## START
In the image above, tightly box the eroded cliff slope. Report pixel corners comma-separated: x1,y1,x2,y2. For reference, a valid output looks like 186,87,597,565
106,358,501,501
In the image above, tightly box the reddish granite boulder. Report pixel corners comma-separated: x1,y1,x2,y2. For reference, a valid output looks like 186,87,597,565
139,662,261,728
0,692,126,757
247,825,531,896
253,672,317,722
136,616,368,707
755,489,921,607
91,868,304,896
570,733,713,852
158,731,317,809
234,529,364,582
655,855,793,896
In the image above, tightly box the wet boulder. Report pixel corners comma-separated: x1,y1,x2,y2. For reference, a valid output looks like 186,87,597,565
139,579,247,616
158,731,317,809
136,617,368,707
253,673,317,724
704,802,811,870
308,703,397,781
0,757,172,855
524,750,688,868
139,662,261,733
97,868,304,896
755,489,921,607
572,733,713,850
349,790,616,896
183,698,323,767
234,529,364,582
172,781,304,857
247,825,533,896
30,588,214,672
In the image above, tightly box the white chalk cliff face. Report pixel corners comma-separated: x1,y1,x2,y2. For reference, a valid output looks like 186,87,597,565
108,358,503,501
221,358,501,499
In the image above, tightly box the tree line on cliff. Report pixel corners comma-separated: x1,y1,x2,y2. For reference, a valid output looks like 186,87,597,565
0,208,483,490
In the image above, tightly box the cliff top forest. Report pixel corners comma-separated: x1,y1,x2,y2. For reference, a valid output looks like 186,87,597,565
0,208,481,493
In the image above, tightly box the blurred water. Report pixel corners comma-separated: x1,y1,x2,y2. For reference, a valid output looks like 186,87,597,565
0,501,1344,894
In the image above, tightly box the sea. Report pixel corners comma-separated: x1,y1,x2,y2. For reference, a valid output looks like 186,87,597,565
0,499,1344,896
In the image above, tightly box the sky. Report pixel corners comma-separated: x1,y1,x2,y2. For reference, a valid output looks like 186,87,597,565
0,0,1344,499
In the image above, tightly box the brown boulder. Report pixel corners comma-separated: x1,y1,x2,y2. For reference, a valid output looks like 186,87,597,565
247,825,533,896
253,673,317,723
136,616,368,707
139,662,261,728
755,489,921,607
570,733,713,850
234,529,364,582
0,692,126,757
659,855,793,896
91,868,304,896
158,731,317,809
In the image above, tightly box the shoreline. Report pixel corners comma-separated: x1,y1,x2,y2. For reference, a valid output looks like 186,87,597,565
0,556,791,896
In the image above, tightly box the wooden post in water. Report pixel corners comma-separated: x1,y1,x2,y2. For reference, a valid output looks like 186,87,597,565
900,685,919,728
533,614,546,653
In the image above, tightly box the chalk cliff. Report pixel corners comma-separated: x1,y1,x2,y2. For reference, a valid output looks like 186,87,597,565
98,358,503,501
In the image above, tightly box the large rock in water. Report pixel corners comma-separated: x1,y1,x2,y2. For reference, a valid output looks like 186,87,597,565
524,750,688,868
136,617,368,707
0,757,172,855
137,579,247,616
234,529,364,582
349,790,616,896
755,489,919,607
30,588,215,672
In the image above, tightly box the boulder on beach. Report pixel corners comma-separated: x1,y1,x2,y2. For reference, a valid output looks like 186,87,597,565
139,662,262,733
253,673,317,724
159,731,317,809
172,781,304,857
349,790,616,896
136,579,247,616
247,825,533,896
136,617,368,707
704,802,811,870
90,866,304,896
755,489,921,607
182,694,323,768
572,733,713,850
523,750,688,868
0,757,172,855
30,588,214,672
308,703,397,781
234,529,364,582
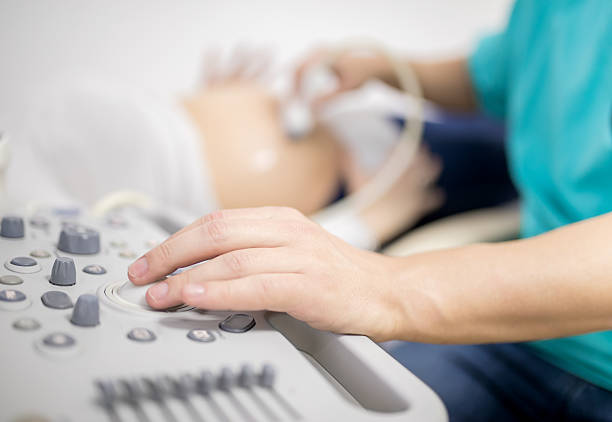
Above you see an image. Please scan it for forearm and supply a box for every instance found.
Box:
[380,58,477,112]
[396,214,612,343]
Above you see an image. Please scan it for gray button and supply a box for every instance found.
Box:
[110,240,127,249]
[128,327,157,343]
[94,380,117,405]
[30,216,49,229]
[198,371,215,395]
[238,364,257,388]
[30,249,51,258]
[40,291,73,309]
[70,294,100,327]
[218,368,236,391]
[176,374,197,397]
[0,275,23,285]
[43,333,76,349]
[119,251,138,259]
[49,256,76,286]
[219,314,255,333]
[0,215,25,239]
[259,364,276,388]
[0,289,26,302]
[187,329,215,343]
[57,223,100,255]
[11,256,37,267]
[83,264,106,275]
[13,318,40,331]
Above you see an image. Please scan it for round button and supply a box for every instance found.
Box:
[49,256,76,286]
[0,275,23,285]
[43,333,76,349]
[128,327,157,343]
[83,264,106,275]
[0,215,24,239]
[11,256,37,267]
[110,240,127,249]
[4,256,40,274]
[30,216,49,229]
[187,329,215,343]
[0,289,31,311]
[0,289,26,302]
[57,223,100,255]
[30,249,51,258]
[40,291,73,309]
[13,318,40,331]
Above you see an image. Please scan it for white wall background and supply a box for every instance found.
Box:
[0,0,509,126]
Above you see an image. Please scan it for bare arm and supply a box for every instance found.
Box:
[129,208,612,343]
[397,213,612,343]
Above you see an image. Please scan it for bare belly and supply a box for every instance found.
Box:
[183,82,340,214]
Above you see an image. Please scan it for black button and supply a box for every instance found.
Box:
[83,264,106,275]
[40,291,73,309]
[11,256,36,267]
[219,314,255,333]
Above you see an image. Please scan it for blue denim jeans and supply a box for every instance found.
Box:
[391,343,612,422]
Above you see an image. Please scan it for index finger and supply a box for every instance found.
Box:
[128,219,308,285]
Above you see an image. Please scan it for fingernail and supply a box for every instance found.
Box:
[128,256,149,277]
[183,284,204,299]
[149,281,168,302]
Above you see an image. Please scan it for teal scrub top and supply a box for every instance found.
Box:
[469,0,612,391]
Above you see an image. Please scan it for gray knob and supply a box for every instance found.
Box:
[70,294,100,327]
[217,368,236,391]
[259,364,276,388]
[0,215,25,239]
[198,371,215,395]
[49,256,76,286]
[57,224,100,255]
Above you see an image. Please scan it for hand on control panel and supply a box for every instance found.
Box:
[128,207,402,340]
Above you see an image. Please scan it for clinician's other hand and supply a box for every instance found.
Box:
[294,48,394,107]
[128,207,402,340]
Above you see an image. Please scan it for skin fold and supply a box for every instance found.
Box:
[128,53,612,343]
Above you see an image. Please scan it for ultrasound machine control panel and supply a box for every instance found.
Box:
[0,207,447,422]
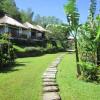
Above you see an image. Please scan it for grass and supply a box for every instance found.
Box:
[13,45,25,52]
[57,54,100,100]
[0,54,59,100]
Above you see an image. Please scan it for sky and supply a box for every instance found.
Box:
[15,0,100,23]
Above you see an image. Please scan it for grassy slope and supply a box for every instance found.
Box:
[57,54,100,100]
[0,54,58,100]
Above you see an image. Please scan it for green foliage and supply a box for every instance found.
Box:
[0,33,15,67]
[0,0,21,21]
[46,24,69,49]
[20,8,34,23]
[80,62,100,82]
[57,53,100,100]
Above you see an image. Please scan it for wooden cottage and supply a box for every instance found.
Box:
[0,15,27,38]
[23,22,46,40]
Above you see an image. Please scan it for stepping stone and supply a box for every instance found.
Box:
[47,68,57,70]
[43,82,58,86]
[43,78,56,82]
[42,75,56,79]
[43,86,59,92]
[46,70,57,74]
[43,92,61,100]
[43,73,55,76]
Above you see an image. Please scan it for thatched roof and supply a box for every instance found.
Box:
[23,22,38,30]
[0,15,26,28]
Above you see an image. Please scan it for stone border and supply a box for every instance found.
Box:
[42,54,64,100]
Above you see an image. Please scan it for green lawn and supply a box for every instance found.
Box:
[57,54,100,100]
[0,54,59,100]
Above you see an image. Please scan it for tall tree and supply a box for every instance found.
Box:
[0,0,21,21]
[20,8,34,23]
[64,0,81,76]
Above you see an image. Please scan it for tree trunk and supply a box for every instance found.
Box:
[75,37,81,77]
[97,42,100,66]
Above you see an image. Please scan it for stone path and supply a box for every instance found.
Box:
[42,54,64,100]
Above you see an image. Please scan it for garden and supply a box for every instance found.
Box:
[0,0,100,100]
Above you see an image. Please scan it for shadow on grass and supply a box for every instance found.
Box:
[0,62,25,73]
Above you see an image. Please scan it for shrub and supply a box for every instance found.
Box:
[80,62,100,82]
[0,34,15,67]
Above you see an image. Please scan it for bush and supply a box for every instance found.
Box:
[80,62,100,82]
[0,34,15,67]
## END
• WHAT YOU NEED TO DO: From the records, copy out word for word the lines starting at the one that contains "In the image above, tightly box the white" and ending with the one that contains "30,588,215,672", with both of those lines included.

• TASK RESPONSE:
In the image above, tightly box the white chalk cliff face. Report pixel corners comma-separated: x1,y1,x2,y2. For reference, a valid output looks like 186,87,597,565
108,358,503,501
221,358,501,499
In the image above, tightly box the tree line on cliff. Report pixel corners comma-separated: x1,y1,x2,y2. For reference, a valid output looks like 186,87,597,565
0,208,483,490
In the image above, tightly box the cliff top forest. Report pixel corners comma-separated: x1,y1,x2,y2. For reference, a valid output looks like 186,87,597,565
0,208,481,493
In the image above, tightly box the blurred water. Report pixel corners comma-separated: x1,y1,x2,y2. For reference, a valid output looks like 186,87,597,565
0,501,1344,894
In the image above, tightly box the sea. Report pixel corners comma-separated: x1,y1,x2,y2. For reference, a valid output looks like 186,87,597,565
0,499,1344,896
In the image above, tightly box the sky. Report pixel corners comma-separated: x1,y1,x2,y2. For reference, a valid output looks like 186,87,597,565
0,0,1344,499
In the image above, tightly box the brown boulder. Report pixel corners comma-separated: x1,y1,x2,y2. For reference, a valid output looks like 186,87,597,565
247,825,533,896
253,673,317,723
136,616,368,707
139,662,261,728
755,489,921,607
570,733,713,850
234,529,364,582
0,692,126,757
659,855,793,896
91,868,304,896
158,731,317,809
In the image above, tightly box the shoreline. Report pixel corners comma-separated: x1,y1,x2,y2. For reference, a valid output looks like 186,87,597,565
0,556,791,896
In the image above, tightly box the wooden post in water. Report pixel corners comma-separated: x1,y1,x2,y2. For reference, a valid output looks like 186,87,597,565
900,685,919,728
533,614,546,653
In the image above, tightly box the chalk cliff. Report pixel corners comma-separated: x1,y1,x2,y2. For reference, a valid output looks like 186,87,597,565
98,358,503,501
In the image above, tightly box the large rock in water. Report pixel corners comma-separated: x1,y1,x2,y2. For reference, a valid output looks like 186,87,597,565
524,750,688,868
136,617,368,707
0,757,172,855
137,579,247,616
234,529,364,582
349,790,616,896
755,489,919,607
30,588,215,672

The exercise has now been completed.